ABOUT THIS EXERCISE:
Indicate only the number of lines in the listing below in which the word "porch" appears.

EXCERPTED RECORDS:

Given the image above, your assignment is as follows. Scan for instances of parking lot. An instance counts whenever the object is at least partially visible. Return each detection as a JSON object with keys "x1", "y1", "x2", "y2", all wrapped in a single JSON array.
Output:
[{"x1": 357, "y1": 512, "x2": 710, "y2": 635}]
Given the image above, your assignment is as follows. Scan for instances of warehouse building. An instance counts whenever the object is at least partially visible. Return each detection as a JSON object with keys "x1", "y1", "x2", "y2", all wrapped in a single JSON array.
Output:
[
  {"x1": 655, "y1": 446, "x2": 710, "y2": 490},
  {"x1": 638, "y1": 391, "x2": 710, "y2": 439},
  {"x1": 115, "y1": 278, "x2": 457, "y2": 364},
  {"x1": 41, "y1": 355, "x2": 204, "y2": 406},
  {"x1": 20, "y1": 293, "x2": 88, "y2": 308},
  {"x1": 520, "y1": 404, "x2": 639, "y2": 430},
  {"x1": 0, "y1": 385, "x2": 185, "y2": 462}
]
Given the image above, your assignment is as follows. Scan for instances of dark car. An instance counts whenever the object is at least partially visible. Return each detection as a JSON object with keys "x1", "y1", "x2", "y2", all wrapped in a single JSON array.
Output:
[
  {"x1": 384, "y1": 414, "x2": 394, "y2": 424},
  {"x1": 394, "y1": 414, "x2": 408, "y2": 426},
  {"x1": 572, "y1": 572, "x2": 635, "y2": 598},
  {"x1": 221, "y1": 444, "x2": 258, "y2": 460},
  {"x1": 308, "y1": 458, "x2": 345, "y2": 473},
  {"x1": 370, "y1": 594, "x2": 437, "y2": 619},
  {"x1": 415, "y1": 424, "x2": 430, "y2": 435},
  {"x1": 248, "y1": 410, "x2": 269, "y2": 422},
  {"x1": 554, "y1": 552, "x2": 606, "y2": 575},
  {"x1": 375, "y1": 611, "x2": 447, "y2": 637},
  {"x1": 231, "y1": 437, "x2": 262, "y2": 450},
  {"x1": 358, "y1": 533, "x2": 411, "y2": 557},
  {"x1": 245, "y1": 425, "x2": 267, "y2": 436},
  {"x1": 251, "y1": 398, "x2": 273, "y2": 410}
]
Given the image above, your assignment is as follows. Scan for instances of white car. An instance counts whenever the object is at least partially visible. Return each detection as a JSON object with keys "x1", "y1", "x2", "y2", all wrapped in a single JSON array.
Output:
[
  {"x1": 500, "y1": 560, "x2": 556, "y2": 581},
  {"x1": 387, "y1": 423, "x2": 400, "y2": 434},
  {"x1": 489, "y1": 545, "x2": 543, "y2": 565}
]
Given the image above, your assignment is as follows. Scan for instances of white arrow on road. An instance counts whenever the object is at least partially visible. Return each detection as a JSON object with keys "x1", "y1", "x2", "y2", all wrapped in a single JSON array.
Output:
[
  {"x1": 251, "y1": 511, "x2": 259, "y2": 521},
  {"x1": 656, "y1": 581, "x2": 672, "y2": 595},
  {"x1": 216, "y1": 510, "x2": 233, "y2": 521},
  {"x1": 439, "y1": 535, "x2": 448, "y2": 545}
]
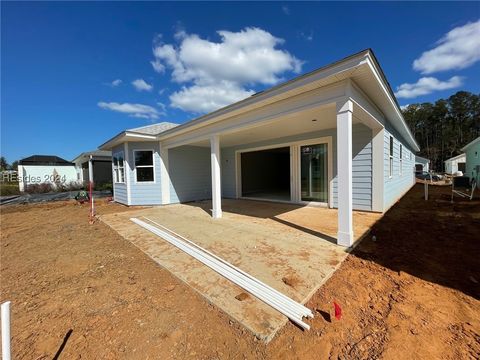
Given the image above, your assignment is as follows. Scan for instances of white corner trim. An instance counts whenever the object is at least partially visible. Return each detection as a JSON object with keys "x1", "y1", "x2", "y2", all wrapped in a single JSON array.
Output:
[
  {"x1": 124, "y1": 142, "x2": 132, "y2": 205},
  {"x1": 371, "y1": 128, "x2": 385, "y2": 212}
]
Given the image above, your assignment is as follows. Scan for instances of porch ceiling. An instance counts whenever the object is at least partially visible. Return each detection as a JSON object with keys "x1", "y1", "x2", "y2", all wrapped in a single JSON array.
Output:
[{"x1": 186, "y1": 104, "x2": 364, "y2": 148}]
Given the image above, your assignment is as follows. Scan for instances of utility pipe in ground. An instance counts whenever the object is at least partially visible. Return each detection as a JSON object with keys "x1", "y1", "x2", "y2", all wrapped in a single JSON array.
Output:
[{"x1": 1, "y1": 301, "x2": 11, "y2": 360}]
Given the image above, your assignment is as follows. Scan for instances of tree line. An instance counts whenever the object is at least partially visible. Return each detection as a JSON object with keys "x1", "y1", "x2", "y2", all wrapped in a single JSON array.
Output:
[{"x1": 402, "y1": 91, "x2": 480, "y2": 172}]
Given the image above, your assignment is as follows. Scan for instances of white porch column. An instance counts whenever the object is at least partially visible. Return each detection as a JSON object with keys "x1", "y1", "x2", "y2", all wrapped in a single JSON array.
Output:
[
  {"x1": 88, "y1": 155, "x2": 94, "y2": 185},
  {"x1": 159, "y1": 142, "x2": 171, "y2": 205},
  {"x1": 210, "y1": 134, "x2": 222, "y2": 219},
  {"x1": 336, "y1": 99, "x2": 354, "y2": 247}
]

RESULT OF THE TASK:
2